+++ Record extracts +++

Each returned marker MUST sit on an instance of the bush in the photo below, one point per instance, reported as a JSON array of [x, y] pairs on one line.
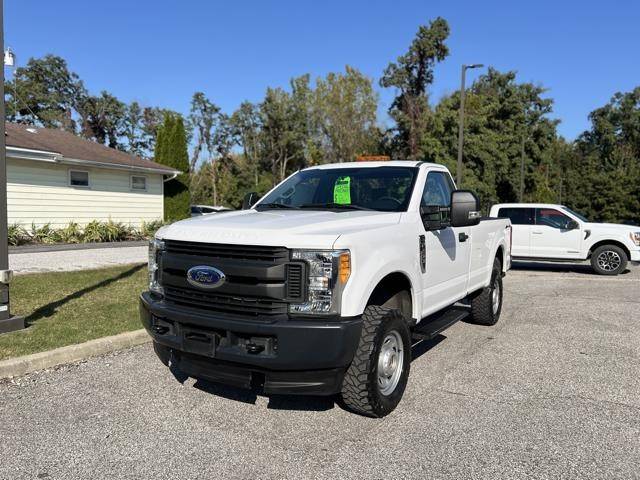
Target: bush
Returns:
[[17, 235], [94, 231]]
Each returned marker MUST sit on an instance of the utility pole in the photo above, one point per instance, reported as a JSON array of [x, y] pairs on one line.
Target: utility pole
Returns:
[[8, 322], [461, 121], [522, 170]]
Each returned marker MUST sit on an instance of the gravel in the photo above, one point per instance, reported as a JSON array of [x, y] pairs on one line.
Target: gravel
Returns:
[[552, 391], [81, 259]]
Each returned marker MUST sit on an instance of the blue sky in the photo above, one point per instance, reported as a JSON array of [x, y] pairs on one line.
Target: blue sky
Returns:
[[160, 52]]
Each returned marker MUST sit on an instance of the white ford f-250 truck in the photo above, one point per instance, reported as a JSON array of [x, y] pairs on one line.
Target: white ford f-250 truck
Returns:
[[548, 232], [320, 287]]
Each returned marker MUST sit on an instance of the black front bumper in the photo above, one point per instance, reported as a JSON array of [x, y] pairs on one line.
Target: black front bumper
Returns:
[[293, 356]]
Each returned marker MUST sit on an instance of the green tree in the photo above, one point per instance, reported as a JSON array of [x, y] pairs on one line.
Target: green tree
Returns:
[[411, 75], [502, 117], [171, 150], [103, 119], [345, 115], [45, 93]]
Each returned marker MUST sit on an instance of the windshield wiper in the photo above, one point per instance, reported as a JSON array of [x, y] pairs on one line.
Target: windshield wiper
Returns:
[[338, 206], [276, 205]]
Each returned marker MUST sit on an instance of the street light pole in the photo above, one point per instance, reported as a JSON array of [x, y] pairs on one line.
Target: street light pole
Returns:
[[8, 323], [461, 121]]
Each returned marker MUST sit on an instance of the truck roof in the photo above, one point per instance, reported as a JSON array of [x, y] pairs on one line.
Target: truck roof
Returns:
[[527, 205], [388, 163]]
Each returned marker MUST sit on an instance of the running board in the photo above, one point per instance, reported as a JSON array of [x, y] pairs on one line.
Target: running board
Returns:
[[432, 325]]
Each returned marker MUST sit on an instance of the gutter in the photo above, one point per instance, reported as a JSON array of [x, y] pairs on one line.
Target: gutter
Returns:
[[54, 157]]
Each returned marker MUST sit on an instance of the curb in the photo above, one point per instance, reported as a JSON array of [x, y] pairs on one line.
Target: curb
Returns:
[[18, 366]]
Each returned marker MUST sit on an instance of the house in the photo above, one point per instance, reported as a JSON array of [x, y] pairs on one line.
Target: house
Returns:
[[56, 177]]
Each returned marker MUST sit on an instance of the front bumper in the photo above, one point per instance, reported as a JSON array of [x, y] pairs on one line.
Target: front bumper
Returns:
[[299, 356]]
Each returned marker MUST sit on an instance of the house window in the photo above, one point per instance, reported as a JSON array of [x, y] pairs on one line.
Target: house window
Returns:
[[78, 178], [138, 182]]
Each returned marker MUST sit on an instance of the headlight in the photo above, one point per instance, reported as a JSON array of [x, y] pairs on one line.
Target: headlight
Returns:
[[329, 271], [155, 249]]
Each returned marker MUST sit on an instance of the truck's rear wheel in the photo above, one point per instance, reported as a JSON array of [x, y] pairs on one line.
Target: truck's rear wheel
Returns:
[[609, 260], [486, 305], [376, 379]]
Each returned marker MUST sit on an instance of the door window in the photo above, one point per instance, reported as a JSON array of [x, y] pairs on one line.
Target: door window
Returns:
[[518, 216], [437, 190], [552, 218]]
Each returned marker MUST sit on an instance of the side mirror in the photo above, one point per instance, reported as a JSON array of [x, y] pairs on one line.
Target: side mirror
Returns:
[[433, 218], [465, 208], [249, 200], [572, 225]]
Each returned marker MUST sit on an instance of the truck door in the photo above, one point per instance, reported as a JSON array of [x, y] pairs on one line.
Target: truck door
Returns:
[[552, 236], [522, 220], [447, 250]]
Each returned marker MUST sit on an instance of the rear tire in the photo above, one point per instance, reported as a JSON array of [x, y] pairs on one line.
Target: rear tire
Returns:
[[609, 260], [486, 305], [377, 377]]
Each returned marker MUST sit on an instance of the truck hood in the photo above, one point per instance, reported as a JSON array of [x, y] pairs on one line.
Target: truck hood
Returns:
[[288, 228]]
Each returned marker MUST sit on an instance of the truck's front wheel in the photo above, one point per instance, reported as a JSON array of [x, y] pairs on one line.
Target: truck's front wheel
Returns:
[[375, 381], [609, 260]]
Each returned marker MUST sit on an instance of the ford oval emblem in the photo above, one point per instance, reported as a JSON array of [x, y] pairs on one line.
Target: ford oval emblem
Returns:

+++

◆ Aim of the exercise: Format every line of the listing above as a numbered list, skipping any blank lines. Omit the pictures from your answer.

◆ Solution to this exercise:
1. Each returned marker MUST sit on an instance of the bush in the photo below, one point per instance, reported as a JSON array of [x, y] pairs on one line.
2. Target: bush
3. Returns:
4. [[17, 235], [94, 231]]
5. Each returned marker MUST sit on an instance of the utility pole in the photo above, one point per instance, reported as a JSON array of [x, y] pairs on one line.
6. Target: utility pole
7. Returns:
8. [[8, 322], [461, 121], [522, 170]]
9. Each returned marker MUST sit on an instance of the gravel in the photo above, one point per instance, reported as a JSON array of [x, y] pairs on one line.
10. Target: gravel
11. Returns:
12. [[552, 391], [81, 259]]
13. Each returned marker MUST sit on an instance of the blue sky in the photo above, one point per instance, reported as a JSON array of [x, y] pairs on one line.
14. Target: blue sky
15. Returns:
16. [[160, 52]]
17. Each returned marker MUST sit on an instance of the white ford f-250 truck in the photo above, one point per instance, reported as a JSON array of [x, y] pairs on one line.
18. Target: white ford f-250 truck
19. Returns:
20. [[548, 232], [320, 287]]
21. Each returned marker MUST sit on an instance of the black front bumper in the photo above, one point per instance, reported as a JSON array of [x, y] pairs on one line.
22. Target: black front bumper
23. Returns:
24. [[293, 356]]
25. Each returned marker MUST sit on an instance of the green tree in the photo above, one point per instance, reported as a JSON array of [x, y] pairs on one line.
26. Target: green tree
27. Returns:
28. [[411, 75], [502, 117], [171, 150], [103, 119], [345, 115], [45, 93]]
29. Each returned marker MUST sit on an instance of the windshield wiper in the photo above, one point per instance, reported as a JSON array of [x, y] pairs on one line.
30. Target: windshield wiper
31. Returns:
32. [[338, 206], [276, 205]]
33. Each returned marker MUST sit on an instance of the street light pole in the photo above, one point per instance, reported as a JSON array of [x, y] pairs on one line.
34. Target: street light pole
35. Returns:
36. [[8, 323], [461, 121]]
37. Each returned marker MUST sit on an instance of the truck roof in the photo above, one point per instance, reported as a JSON array of [x, y] pairs on one line.
38. Target: truck roof
39. Returns:
40. [[527, 205], [388, 163]]
41. Each returned marker MUST sit on an instance of the running board in the photo above, one point per instance, reported as a JSON array of [x, y] pairs on one line.
42. Target: running board
43. Returns:
44. [[432, 325]]
45. Each returned marker MUST sit on an instance of the gutter in the photo above, one point per instance, reported as a JSON array of [x, y] pairs on one line.
46. Target: gutter
47. Returns:
48. [[54, 157]]
49. Each returned marker MUST sit on an instance of the curb in the photo above, one point per instance, reported as a JSON array of [x, y] pairs on one line.
50. Target: curb
51. Returns:
52. [[18, 366]]
53. Each returned marker MUST sit on an instance of the house in the photo above, one point per instance, reported as a JSON array of [x, y] pairs on one line.
54. Target: house
55. Returns:
56. [[56, 177]]
57. Each returned marker MUST sit on an instance of the front bumper in the photo above, one point per instance, reported as a JSON array of [x, y] pairs on one line.
58. Target: front bumper
59. Returns:
60. [[299, 356]]
61. Each returned marker MUST sit on an instance of the house window in the photo above, one point per instance, reported as a JSON array of [x, y] pairs on one line.
62. Target: house window
63. Returns:
64. [[78, 178], [138, 182]]
65. Each returned marker MUST sit on an instance of the headlight in the photo above, one point per instance, reported as a JSON array of [x, y] pairs on one line.
66. Target: headlight
67. Returns:
68. [[329, 271], [155, 249]]
69. Each returned marker MUST sit on an instance of the truck's rear wheel in the photo above, one point per instance, reported as a JSON array of [x, y] pairs on one line.
70. Target: truck's rear wheel
71. Returns:
72. [[609, 260], [486, 305], [376, 379]]
73. Each returned marker MUST sit on an instance of the door window in the photo above, one point per instance, reported as a JSON array of [x, y] pairs on one line.
74. Target: door window
75. Returns:
76. [[518, 216], [437, 190], [552, 218]]
77. Each returned marker MUST sit on an instance of the side mirror in the photo above, one point per instance, reported as a JSON array of [x, y] pairs on one line.
78. Target: side mirror
79. Returns:
80. [[433, 218], [465, 208], [249, 200], [572, 225]]
81. Each returned marker MUST sit on an instance of the truck door in the photo above, one point per instance, reported as a JSON array of [x, y] pairs on one line.
82. Target: truck door
83. Returns:
84. [[552, 236], [522, 220], [447, 250]]
85. Each returned marker MUST sit on an instance of the rear tire in the photo above, one point per instance, reported as a JSON array of [x, y] pairs on one line.
86. Target: rear tire
87. Returns:
88. [[609, 260], [486, 305], [377, 377]]
89. Each returned marker MUST sit on an instance of the truck hood in the photo above, one point per instance, reported as a JSON array of [x, y] pairs on one line.
90. Target: truck hood
91. Returns:
92. [[288, 228]]
93. Each returned marker MUST sit on an instance of the truck's front wheel in the photo above, one point per instance, reported as a JSON array of [x, y] pairs on one line.
94. Target: truck's front wheel
95. Returns:
96. [[375, 381], [609, 260]]
97. Each returned marker MUST sit on an instance of the ford oval emblem in the photo above, one point per instance, reported as a JSON array of [x, y] pairs on one line.
98. Target: ford oval emblem
99. Returns:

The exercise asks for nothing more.